Source information:
* * *

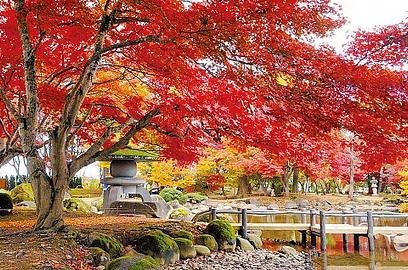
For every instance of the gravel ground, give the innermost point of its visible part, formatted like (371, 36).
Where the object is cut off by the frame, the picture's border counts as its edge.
(254, 260)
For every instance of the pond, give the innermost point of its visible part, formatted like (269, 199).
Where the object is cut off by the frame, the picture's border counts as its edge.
(386, 256)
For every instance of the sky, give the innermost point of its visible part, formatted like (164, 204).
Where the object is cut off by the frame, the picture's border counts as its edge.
(364, 14)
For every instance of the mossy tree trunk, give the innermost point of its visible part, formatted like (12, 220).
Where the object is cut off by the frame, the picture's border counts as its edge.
(295, 182)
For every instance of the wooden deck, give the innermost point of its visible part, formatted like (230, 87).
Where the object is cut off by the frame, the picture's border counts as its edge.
(275, 226)
(330, 228)
(321, 229)
(350, 229)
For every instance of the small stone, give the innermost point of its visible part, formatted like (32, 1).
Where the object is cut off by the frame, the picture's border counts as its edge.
(20, 254)
(202, 250)
(244, 244)
(288, 250)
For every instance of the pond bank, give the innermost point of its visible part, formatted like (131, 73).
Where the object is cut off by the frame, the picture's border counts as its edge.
(256, 260)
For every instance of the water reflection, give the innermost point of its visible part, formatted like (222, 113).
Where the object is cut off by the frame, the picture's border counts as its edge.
(391, 251)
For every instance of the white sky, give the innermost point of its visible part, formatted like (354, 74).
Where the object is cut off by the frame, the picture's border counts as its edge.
(364, 14)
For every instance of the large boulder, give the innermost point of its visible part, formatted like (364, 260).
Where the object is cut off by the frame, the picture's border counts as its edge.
(223, 233)
(244, 244)
(162, 208)
(6, 204)
(160, 246)
(208, 241)
(22, 192)
(182, 234)
(76, 204)
(186, 248)
(202, 250)
(135, 262)
(181, 214)
(106, 242)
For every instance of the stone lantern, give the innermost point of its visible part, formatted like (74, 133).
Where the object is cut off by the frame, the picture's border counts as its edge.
(374, 186)
(123, 183)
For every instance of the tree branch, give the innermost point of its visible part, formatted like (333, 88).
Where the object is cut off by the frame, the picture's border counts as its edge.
(94, 153)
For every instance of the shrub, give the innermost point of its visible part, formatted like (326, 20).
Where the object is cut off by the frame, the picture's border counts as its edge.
(171, 194)
(91, 184)
(5, 201)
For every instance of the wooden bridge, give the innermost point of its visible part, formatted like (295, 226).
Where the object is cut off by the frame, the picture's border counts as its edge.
(322, 229)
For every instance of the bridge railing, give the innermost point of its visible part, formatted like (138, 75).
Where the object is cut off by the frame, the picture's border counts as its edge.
(243, 214)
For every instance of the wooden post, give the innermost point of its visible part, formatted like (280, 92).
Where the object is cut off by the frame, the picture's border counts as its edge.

* * *

Task brief:
The string "stone": state how many lines above contain it, giving nothing but the number.

Answer for this exercise:
2